• **Exercise objective**:
Starting from the line that contains "Thank you for the photo. Please point out the brown", reproduce each line exactly through the end of the material, and include no other lines.

• **Materials provided**:
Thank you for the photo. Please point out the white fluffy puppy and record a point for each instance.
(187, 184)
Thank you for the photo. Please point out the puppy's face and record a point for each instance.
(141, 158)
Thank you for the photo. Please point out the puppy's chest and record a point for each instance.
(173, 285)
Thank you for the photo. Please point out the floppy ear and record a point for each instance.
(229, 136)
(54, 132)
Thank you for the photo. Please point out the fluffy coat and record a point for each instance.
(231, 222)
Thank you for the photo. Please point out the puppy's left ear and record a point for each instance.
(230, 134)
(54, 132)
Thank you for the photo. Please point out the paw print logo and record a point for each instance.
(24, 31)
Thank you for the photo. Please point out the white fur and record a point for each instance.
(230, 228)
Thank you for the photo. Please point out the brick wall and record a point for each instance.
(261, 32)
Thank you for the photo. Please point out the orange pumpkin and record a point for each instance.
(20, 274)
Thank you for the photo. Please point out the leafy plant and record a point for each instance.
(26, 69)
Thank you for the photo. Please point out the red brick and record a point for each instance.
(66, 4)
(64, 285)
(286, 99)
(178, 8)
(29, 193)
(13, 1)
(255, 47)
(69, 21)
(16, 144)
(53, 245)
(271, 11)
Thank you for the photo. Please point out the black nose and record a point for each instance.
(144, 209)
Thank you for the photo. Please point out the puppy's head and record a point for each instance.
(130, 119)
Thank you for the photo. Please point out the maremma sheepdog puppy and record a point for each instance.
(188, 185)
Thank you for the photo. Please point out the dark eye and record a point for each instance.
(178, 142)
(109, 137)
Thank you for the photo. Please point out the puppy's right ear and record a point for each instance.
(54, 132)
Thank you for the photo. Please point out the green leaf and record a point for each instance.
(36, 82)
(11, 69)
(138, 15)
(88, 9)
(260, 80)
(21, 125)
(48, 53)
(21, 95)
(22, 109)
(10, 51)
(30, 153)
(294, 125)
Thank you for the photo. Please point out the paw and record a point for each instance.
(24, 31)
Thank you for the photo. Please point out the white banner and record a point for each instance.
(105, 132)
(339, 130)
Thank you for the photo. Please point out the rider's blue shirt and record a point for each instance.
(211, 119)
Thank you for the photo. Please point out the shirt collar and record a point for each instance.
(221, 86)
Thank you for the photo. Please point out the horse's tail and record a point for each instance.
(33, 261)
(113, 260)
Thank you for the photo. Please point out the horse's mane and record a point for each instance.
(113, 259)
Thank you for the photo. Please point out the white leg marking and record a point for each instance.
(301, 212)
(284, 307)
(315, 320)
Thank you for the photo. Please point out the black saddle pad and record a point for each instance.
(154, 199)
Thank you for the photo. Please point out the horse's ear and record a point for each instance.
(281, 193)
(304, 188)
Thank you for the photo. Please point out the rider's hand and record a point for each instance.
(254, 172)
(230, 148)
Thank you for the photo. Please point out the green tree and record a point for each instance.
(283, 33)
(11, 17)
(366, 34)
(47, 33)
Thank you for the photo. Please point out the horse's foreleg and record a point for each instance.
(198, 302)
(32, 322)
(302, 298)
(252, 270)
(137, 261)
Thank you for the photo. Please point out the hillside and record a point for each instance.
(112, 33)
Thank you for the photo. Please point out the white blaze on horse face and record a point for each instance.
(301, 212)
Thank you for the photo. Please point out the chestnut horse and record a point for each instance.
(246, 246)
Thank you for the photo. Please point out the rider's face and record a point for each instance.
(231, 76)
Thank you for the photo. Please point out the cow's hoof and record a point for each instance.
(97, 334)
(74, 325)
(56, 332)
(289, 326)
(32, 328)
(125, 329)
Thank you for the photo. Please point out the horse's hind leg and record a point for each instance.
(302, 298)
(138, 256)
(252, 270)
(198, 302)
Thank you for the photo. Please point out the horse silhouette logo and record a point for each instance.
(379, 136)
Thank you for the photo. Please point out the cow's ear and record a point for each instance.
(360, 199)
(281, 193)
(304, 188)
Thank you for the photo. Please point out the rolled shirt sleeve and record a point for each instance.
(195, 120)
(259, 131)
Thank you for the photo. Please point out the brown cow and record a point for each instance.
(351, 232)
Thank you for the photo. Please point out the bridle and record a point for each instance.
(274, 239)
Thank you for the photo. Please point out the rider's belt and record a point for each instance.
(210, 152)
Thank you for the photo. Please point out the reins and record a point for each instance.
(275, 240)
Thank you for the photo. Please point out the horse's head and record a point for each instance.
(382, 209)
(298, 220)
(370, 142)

• **Answer to the problem**:
Thank you for the photo. Please point out the brown cow and record a point for each instance.
(351, 232)
Thank you for the photo. Please point out the bridle and record a point for each instance.
(274, 239)
Thank you for the photo. Please point out the rider's belt and record a point for each instance.
(210, 152)
Thank you for the photo. Please point out the reins and record a point for each instance.
(275, 240)
Thank you for the photo. Please point out the horse's head and record a point for each instance.
(382, 209)
(298, 220)
(370, 142)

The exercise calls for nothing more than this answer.